- _What you are asked to do_
Duplicate, word for word, the part of the band profile that opens with the words "The band’s gigs" and closes with "song’ Rocky states.".
BEGIN Page
Capable of producing symphonic sweeps or endlessly unspooling synth drones,
the software provides much of he trio’s multifaceted musical backing.
While
the band are huge fans of some areas of electronica, (‘The Human
League’s first three albums, first two Depeche Mode, early electro
stuff’ Rocky says) the band resist being considered a full-on electronic
act.
‘There’s always an attempt to corral us into a synthpop thing
and we don’t belong there’ Ronny says. A case in point was
a recent gig in Sheffield where the group played alongside none other
than Floating Death Picnic who comprised of ‘Some geezer with a
sampler, a plank of wood, a drumstick and some other various things,’
remembers Ronny, still mildly traumatized by the experience. ‘Drummer,
guitar, bass, laptop doing its stuff, that more clearly defines what we
sound like, which is fairly raucous’ he says. Drummer Andy, added
to the line-up six months ago gives the band more power live, with the
group now sounding ‘a lot more muscular’ according to Ronny.
On the subject of playing live, (in the basement of News From Nowhere) is the band’s
first choice for gigs, the subterranean gig parlour/meeting place/café
the scene of their best performances they feel. ‘We did gig at the
basement which was bonkers enough but the second one, for Love Music Hate
Racism (formerly known as Rock Against Racism) that was wall to wall sweat.’
Grins Ronny.
The band’s gigs are notable for their back projections that accompany
all their songs, an idea that was planted early in the band’s mind.
‘The very first gig I ever went to was The Human League in ’81
at The Royal Court’ Rocky recalls, ‘all these random images
would flash up on the projection screens, that’s definitely seeped
in to what I’m about. Probably the best gig I’ve ever seen
was The Flaming Lips, it really was an assault on the senses, I thought
I was gonna pass out.’
Seeing this made the group want to use visuals for their own performances,
which has proven to be an inspired move. ‘We’ve got that footage
of Pan’s People dancing to ‘Sanity Check’ and you would
swear that they’re dancing to that song’ Rocky states.
END Page
BEGIN Record set
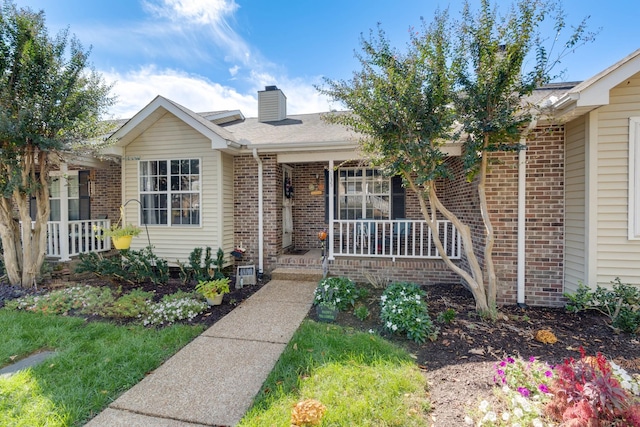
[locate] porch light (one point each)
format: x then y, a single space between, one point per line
316 189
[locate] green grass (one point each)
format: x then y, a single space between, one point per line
94 364
362 379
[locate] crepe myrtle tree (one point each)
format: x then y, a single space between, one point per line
50 102
455 81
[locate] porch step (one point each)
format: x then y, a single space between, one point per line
298 274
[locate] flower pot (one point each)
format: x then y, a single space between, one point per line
217 300
327 313
122 242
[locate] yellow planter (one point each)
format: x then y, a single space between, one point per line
123 242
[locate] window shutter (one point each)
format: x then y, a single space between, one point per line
83 193
397 198
326 196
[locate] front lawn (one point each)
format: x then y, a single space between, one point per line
94 363
361 378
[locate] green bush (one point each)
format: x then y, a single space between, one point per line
620 304
340 292
405 311
132 266
83 299
200 268
131 305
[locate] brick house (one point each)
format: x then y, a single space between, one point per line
565 210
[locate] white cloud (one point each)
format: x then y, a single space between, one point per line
208 12
135 89
200 22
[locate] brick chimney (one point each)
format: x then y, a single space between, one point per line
272 105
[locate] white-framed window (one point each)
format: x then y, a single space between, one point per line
363 194
634 178
70 179
170 192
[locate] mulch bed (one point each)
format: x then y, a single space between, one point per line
459 364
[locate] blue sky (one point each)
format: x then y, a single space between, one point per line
216 54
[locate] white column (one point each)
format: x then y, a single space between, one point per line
64 214
329 244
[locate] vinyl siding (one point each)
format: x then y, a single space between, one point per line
617 255
167 139
575 231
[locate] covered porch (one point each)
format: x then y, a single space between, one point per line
84 195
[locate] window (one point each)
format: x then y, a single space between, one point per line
363 193
78 198
634 178
170 192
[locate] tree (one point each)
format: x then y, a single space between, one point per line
456 81
50 100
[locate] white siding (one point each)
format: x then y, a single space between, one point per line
170 138
617 255
575 231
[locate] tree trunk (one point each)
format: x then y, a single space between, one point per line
9 229
474 279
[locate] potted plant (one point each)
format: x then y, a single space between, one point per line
214 289
120 235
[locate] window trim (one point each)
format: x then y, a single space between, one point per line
363 176
169 192
634 178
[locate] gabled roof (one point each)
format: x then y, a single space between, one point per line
594 92
220 138
301 130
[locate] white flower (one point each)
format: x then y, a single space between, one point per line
490 416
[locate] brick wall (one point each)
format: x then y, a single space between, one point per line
544 219
544 243
107 196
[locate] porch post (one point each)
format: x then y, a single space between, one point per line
522 218
64 213
331 218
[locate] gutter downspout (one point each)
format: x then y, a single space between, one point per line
522 206
260 214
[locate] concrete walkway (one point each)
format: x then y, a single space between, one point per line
212 381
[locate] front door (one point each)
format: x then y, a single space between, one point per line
287 206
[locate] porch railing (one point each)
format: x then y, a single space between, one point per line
80 237
394 238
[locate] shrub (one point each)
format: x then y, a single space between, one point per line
340 292
131 305
132 266
201 268
178 306
83 299
361 312
586 392
405 311
620 304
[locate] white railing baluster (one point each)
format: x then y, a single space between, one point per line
395 238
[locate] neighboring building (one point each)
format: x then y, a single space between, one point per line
565 210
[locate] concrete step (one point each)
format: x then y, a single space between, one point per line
298 274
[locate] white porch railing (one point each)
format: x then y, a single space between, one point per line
394 238
81 237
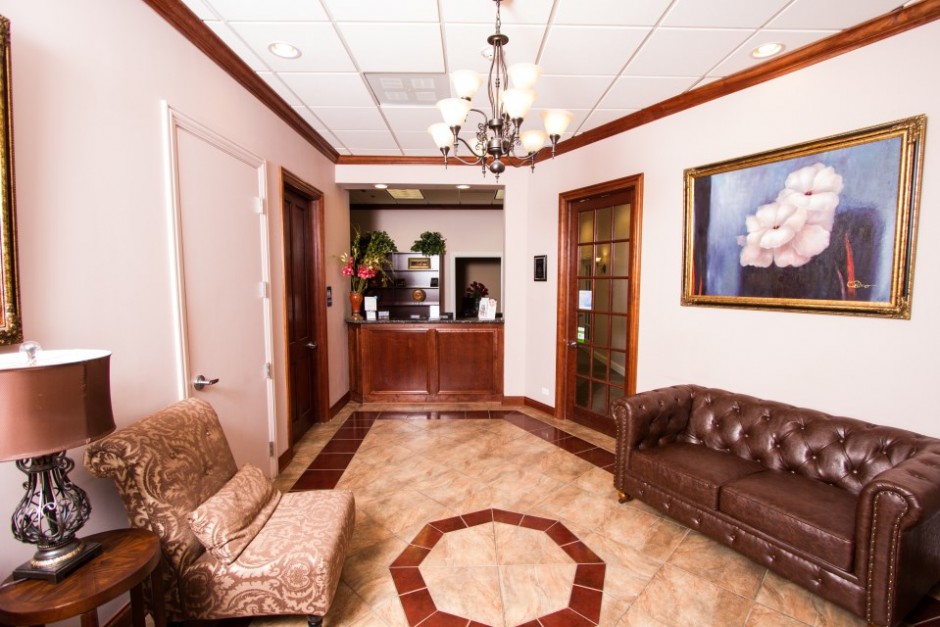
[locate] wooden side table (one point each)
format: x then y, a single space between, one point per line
128 558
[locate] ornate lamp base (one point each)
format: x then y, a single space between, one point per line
54 565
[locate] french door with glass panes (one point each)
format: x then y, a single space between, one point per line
599 326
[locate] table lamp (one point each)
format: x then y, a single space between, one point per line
52 401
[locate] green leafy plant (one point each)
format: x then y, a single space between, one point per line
429 244
367 257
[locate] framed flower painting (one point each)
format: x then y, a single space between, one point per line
828 226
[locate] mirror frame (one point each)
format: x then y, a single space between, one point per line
11 328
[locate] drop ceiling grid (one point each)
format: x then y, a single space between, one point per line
602 59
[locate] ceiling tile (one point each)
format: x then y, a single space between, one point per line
599 117
411 119
684 51
321 49
571 92
791 39
269 10
405 47
517 12
382 10
329 90
466 41
238 46
637 92
837 14
361 140
600 50
282 90
200 9
610 12
351 118
309 118
723 13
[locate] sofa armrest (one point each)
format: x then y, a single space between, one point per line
647 420
898 526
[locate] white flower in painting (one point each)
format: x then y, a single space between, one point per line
796 227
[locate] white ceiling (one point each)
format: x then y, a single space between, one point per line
600 59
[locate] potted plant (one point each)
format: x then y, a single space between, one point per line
429 244
367 257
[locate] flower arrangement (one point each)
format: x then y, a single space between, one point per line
476 291
367 258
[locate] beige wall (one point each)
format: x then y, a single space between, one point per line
88 80
870 368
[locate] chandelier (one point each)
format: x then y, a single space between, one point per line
END Record set
- _Response to this task_
The band’s gigs are notable for their back projections that accompany
all their songs, an idea that was planted early in the band’s mind.
‘The very first gig I ever went to was The Human League in ’81
at The Royal Court’ Rocky recalls, ‘all these random images
would flash up on the projection screens, that’s definitely seeped
in to what I’m about. Probably the best gig I’ve ever seen
was The Flaming Lips, it really was an assault on the senses, I thought
I was gonna pass out.’
Seeing this made the group want to use visuals for their own performances,
which has proven to be an inspired move. ‘We’ve got that footage
of Pan’s People dancing to ‘Sanity Check’ and you would
swear that they’re dancing to that song’ Rocky states.